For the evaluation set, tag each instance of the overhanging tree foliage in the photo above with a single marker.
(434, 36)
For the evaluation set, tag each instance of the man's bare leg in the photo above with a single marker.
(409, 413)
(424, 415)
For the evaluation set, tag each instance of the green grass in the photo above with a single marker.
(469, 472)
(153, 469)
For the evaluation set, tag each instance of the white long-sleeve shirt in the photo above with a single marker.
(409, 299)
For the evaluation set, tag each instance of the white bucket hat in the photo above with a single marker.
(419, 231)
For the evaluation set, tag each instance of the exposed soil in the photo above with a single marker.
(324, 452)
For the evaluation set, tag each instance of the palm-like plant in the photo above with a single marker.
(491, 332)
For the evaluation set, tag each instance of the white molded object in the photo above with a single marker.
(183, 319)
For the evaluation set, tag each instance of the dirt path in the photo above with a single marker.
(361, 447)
###
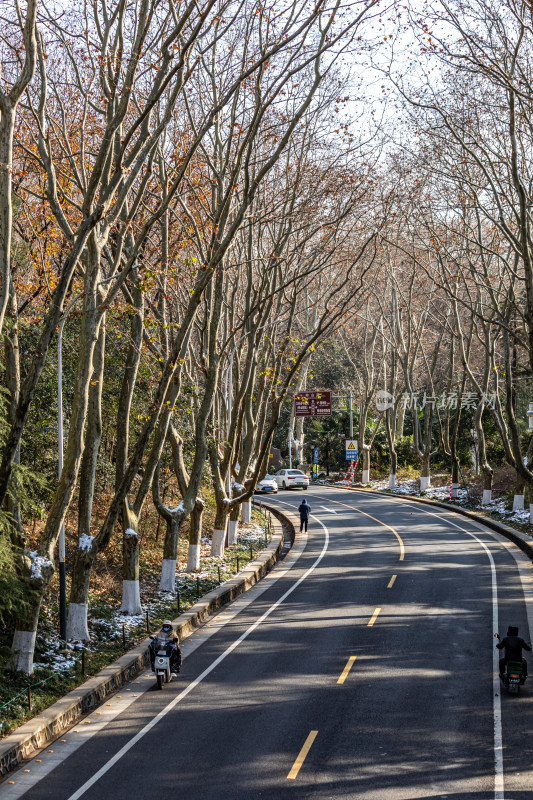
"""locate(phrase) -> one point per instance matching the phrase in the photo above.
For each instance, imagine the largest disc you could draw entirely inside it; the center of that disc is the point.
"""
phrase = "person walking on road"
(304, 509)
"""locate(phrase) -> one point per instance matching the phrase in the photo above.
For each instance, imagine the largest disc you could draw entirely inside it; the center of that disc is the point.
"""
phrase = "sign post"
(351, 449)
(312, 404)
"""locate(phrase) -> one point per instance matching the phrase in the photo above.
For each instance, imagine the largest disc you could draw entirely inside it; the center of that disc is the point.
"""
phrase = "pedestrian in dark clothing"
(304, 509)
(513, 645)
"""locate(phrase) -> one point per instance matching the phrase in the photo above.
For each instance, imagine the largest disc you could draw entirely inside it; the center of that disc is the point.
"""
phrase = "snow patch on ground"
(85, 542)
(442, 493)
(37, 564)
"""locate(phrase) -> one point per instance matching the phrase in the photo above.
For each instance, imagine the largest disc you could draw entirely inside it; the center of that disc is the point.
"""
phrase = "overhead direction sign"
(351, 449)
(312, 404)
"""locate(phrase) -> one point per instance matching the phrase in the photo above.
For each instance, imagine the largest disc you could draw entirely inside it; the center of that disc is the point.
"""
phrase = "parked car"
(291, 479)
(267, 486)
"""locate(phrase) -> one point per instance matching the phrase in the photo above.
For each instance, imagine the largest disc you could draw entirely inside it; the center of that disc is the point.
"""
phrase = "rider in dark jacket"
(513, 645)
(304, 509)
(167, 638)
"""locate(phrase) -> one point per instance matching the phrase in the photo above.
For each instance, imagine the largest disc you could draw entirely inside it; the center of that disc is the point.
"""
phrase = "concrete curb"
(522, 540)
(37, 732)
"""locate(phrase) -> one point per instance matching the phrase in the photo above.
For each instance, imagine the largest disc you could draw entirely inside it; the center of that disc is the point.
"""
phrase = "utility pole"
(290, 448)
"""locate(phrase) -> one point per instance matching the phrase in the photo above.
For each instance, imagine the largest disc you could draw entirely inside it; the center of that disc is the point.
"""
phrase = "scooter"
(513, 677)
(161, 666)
###
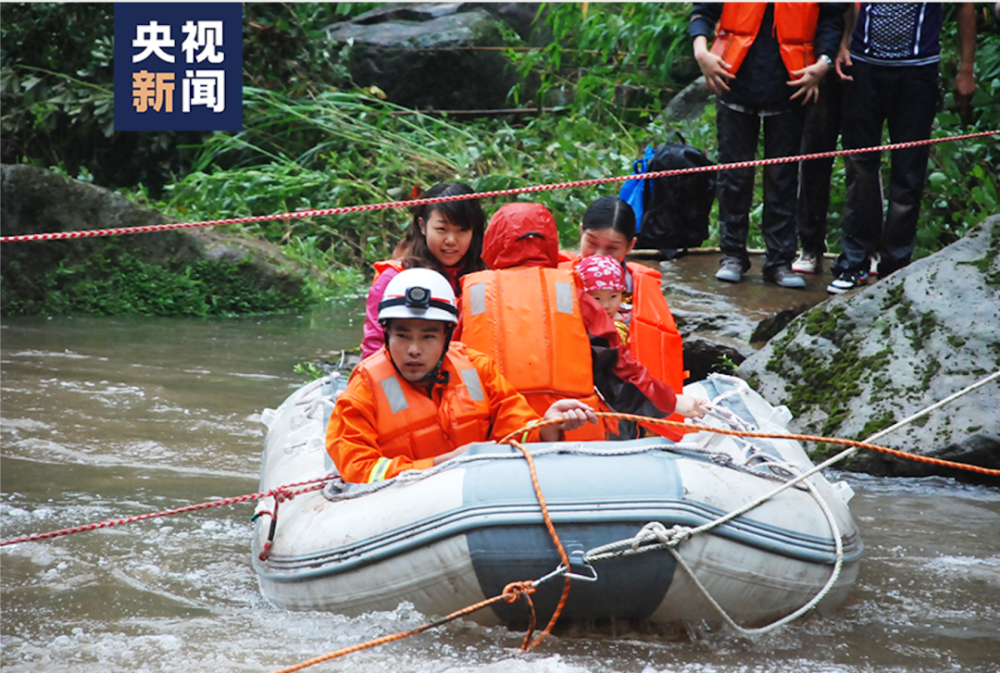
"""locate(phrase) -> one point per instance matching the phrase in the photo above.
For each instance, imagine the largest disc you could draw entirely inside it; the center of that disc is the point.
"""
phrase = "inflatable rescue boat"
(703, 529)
###
§ Work to complete
Report each line of the entries above that contains the word "white". Match its case exactly.

§ Answer to this task
For the evaluation set, tag each instance of the white long-sleeve shirt in the photo above with a single marker.
For the evaluation set, tag each instance of the white bucket hat in the photo above with a single marker.
For the evaluation set, tag each instance of the white molded object in the photo above with a single marker.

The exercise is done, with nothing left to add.